R: Son 12 ayda mı? (gülüyor) Evet çok çılgıncaydı ama durum Alacakaranlık yılları boyunca hep böyleydi. Aniden, gittiğim her yerde insanlar beni tanıdıklarını düşünmeye başladılar. Bir resim çekiyorlar ve sonra da benimle -bütün hayatları boyunca hiç tanışmadıkları biriyle- özel bir tanışıklıkları, arkadaşlıkları ya da ilişkileri varmış gibi davranıyorlardı. Bu delilik. Bazen oldukça korkunç ve ürpertici olabiliyorlar. Ama genelde gülüp geçmeye çalışıyorum. Çünkü bu tarz şeyleri ancak gülerek sindirebiliyorsunuz. Belki tüm bu ünlü olma olayı, şu an olduğundan daha fazla büyümesi imkansız gibi görünen bu histeri bir gün biter. En azından ben öyle olmasını umuyorum.

Ne zaman ve daha da önemlisi neden bitmeli?

R: Belki on ya da yirmi yıl içinde ekonomik kriz bittiğinde, insanlar tüm gün sıkıntıdan internet başında oturup başkaları hakkında saçma sapan şeyler yazmayı bırakıp kendilerine ve tüketimlerine odaklanabildiğinde...

++++++++++++++++++++

[Verilen Görevler]:
1. Söyleşide konuşan kişi, insanların kendisine karşı tuhaf davranışlarına genelde nasıl tepki verdiğini söylüyor?
2. Kayıtlarda "Where can the sky be found here?" içeren satırdan "[[189, 77]]" içeren satıra kadar her şeyi, "sky" yerine "cloud" koyarak güncelleyip yeniden yazar mısın?

++++++++++++++++++++

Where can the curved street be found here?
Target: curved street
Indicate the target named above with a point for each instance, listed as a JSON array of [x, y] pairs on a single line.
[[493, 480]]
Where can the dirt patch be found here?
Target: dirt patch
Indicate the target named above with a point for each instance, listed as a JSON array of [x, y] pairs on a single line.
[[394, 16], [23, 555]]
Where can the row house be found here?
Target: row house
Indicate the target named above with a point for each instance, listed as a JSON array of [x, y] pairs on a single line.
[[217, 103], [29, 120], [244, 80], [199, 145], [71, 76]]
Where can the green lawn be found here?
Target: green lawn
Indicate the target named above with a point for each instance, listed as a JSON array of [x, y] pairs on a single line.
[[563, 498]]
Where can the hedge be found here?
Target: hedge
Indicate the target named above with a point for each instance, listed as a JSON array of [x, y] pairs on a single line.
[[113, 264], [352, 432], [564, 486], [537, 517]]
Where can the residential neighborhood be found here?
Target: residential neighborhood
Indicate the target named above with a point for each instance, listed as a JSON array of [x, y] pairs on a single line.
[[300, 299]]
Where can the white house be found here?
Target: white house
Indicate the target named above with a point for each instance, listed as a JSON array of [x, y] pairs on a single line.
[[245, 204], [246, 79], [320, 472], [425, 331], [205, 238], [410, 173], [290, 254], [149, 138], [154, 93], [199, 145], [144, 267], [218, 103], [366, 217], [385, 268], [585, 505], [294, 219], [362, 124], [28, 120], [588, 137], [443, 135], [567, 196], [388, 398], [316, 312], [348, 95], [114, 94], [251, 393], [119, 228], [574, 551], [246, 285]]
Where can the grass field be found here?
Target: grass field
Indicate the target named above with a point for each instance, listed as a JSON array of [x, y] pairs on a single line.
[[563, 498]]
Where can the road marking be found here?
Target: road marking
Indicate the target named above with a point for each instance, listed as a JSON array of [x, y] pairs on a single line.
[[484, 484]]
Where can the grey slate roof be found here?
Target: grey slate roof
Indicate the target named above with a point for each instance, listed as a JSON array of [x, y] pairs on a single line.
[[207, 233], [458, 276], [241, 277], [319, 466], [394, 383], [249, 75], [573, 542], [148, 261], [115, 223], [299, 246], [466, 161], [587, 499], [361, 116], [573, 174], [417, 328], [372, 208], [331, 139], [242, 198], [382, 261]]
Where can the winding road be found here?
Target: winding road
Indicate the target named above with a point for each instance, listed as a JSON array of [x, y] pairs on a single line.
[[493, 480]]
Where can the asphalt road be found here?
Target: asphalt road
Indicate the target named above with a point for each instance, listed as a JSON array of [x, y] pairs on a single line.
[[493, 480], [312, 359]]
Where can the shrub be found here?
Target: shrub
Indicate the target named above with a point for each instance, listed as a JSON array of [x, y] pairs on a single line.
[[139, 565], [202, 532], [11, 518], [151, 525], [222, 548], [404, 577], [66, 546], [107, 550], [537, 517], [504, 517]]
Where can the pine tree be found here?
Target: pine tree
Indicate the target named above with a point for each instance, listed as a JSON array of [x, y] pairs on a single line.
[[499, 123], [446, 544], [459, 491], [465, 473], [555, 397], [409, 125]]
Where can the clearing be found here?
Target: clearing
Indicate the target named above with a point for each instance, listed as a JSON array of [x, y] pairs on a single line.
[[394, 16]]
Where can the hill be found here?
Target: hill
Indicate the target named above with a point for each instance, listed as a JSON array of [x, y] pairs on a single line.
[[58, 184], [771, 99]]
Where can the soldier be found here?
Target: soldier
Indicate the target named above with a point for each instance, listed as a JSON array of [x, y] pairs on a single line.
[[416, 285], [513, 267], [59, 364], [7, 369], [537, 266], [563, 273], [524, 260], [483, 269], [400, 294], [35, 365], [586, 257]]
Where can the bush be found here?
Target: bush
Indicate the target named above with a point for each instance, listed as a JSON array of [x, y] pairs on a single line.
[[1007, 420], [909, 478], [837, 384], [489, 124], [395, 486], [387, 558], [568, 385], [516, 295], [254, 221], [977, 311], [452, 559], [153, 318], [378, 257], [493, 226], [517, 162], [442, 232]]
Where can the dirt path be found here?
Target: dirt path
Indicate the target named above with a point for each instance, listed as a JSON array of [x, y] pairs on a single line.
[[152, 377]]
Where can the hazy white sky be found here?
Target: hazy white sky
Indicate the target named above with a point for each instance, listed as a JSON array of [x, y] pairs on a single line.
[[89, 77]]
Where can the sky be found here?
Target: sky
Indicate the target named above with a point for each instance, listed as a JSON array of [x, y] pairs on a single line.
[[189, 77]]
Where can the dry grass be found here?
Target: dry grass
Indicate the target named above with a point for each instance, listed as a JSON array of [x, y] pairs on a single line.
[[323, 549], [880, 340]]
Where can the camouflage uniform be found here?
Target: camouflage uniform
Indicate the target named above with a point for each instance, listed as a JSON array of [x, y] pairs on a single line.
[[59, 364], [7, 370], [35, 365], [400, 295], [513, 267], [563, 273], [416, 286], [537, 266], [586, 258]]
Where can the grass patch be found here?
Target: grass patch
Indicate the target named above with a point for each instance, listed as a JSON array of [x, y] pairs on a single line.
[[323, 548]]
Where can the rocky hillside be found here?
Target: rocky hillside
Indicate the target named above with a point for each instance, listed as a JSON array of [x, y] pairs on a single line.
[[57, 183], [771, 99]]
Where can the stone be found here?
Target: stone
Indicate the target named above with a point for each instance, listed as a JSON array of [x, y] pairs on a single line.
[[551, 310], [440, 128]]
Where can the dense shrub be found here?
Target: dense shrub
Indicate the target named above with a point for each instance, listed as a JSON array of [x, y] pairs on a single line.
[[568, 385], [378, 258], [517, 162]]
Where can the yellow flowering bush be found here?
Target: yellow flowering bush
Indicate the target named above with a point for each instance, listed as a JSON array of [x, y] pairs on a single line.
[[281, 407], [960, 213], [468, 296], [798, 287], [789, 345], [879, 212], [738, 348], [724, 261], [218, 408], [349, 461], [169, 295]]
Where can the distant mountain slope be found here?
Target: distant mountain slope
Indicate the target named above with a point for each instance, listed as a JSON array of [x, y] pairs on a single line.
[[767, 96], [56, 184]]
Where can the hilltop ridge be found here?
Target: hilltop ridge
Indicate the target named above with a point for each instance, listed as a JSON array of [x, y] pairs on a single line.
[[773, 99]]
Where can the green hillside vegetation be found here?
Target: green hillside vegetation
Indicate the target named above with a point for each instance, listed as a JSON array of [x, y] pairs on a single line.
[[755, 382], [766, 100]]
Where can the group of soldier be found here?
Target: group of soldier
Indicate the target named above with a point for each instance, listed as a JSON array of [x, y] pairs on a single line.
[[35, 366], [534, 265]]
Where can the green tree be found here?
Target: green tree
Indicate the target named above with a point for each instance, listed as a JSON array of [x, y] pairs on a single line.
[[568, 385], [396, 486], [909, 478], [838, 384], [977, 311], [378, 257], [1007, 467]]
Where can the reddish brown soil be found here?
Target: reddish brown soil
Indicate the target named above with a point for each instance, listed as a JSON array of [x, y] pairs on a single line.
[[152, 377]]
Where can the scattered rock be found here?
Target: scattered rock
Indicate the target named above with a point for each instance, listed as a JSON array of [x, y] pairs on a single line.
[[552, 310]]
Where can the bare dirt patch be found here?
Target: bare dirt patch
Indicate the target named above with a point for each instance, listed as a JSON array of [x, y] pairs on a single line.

++++++++++++++++++++

[Görevlerin Cevapları]:
1. Genelde gülüp geçmeye çalışıyor.

2.
Where can the cloud be found here?
Target: cloud
Indicate the target named above with a point for each instance, listed as a JSON array of [x, y] pairs on a single line.
[[189, 77]]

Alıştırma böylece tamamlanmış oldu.